**Required work:** Transcribe, word for word, the line containing "Every instance of the white" and each line following it through the end of the listing below. Omit all other lines.

Dataset excerpts on object pointing:
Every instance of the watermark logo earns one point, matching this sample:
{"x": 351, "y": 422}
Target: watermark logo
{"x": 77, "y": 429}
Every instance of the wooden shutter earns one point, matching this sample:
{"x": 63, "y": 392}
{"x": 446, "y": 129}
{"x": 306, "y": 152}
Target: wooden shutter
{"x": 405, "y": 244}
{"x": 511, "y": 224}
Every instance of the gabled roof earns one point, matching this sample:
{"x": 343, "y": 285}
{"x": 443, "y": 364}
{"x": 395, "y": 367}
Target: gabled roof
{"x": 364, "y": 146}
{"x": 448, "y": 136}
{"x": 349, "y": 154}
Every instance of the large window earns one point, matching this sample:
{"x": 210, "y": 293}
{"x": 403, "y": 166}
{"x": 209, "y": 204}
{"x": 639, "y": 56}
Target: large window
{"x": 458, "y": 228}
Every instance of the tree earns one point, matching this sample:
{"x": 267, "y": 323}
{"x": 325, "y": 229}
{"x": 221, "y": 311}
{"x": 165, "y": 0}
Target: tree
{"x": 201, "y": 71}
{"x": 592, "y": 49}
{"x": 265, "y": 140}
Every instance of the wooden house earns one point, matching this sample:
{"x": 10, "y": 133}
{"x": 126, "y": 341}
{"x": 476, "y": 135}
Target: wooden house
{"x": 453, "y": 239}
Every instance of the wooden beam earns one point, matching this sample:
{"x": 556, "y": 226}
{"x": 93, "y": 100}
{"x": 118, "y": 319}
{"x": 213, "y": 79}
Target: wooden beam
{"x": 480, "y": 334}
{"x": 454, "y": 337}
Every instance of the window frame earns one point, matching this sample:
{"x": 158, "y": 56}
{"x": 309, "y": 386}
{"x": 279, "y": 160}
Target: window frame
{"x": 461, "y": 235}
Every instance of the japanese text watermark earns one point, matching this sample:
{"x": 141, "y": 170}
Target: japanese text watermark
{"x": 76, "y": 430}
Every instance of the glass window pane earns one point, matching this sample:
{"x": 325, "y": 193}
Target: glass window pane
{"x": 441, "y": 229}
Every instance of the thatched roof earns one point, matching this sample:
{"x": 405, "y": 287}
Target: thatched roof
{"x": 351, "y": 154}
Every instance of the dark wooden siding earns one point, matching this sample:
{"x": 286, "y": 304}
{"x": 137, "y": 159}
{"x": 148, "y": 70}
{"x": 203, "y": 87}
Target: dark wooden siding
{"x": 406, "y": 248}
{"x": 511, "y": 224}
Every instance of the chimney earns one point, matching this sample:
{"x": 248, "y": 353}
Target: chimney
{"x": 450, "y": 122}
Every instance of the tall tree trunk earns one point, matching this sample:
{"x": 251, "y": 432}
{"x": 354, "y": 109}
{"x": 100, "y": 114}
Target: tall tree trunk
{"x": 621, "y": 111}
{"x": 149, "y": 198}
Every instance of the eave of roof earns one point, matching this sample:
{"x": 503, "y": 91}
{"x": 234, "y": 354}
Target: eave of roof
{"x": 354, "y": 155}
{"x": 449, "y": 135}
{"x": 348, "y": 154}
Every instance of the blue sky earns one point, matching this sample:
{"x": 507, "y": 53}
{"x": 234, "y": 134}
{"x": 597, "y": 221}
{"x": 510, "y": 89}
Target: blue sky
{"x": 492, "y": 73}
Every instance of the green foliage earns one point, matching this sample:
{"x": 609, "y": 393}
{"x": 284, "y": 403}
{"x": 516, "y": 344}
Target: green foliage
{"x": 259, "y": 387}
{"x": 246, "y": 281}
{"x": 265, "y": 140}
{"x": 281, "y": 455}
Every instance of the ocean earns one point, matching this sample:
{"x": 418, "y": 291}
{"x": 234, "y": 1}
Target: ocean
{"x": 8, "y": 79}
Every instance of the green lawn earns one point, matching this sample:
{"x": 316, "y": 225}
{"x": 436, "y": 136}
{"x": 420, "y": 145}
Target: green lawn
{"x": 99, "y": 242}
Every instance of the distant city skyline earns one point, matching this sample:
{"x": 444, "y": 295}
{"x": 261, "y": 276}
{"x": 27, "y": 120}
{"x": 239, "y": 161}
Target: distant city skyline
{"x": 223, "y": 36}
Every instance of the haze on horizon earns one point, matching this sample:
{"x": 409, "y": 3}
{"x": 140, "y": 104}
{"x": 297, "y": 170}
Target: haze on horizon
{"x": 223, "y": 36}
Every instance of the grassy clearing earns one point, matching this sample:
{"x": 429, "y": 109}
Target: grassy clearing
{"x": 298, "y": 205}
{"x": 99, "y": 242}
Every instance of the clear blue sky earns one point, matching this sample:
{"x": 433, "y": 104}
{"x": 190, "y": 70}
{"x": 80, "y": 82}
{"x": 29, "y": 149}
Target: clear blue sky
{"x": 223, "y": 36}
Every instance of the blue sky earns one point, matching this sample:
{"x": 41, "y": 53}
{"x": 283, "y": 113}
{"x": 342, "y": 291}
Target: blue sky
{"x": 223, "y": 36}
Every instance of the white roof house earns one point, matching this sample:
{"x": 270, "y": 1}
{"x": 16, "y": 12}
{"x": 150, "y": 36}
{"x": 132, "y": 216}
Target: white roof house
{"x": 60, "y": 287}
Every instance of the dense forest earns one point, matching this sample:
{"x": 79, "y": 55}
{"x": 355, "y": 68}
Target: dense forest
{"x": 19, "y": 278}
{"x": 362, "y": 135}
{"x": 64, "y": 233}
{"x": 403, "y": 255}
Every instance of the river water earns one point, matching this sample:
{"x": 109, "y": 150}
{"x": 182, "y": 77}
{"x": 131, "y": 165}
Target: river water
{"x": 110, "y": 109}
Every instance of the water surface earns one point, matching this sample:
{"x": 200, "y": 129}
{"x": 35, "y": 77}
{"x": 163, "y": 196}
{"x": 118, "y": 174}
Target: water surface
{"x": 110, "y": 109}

**Reply:**
Every instance of the white roof house earns one point, matching this sample:
{"x": 270, "y": 1}
{"x": 16, "y": 12}
{"x": 150, "y": 36}
{"x": 132, "y": 216}
Target: white roof house
{"x": 60, "y": 287}
Every instance of the dense forest earns one point, matching this sample:
{"x": 79, "y": 55}
{"x": 355, "y": 68}
Target: dense forest
{"x": 19, "y": 278}
{"x": 362, "y": 135}
{"x": 64, "y": 233}
{"x": 403, "y": 255}
Every instance of the river water earns one point, matching this sample:
{"x": 109, "y": 150}
{"x": 182, "y": 77}
{"x": 131, "y": 165}
Target: river water
{"x": 110, "y": 109}
Every instance of the water surface earns one point, matching this sample:
{"x": 200, "y": 129}
{"x": 35, "y": 77}
{"x": 163, "y": 196}
{"x": 118, "y": 174}
Target: water surface
{"x": 110, "y": 109}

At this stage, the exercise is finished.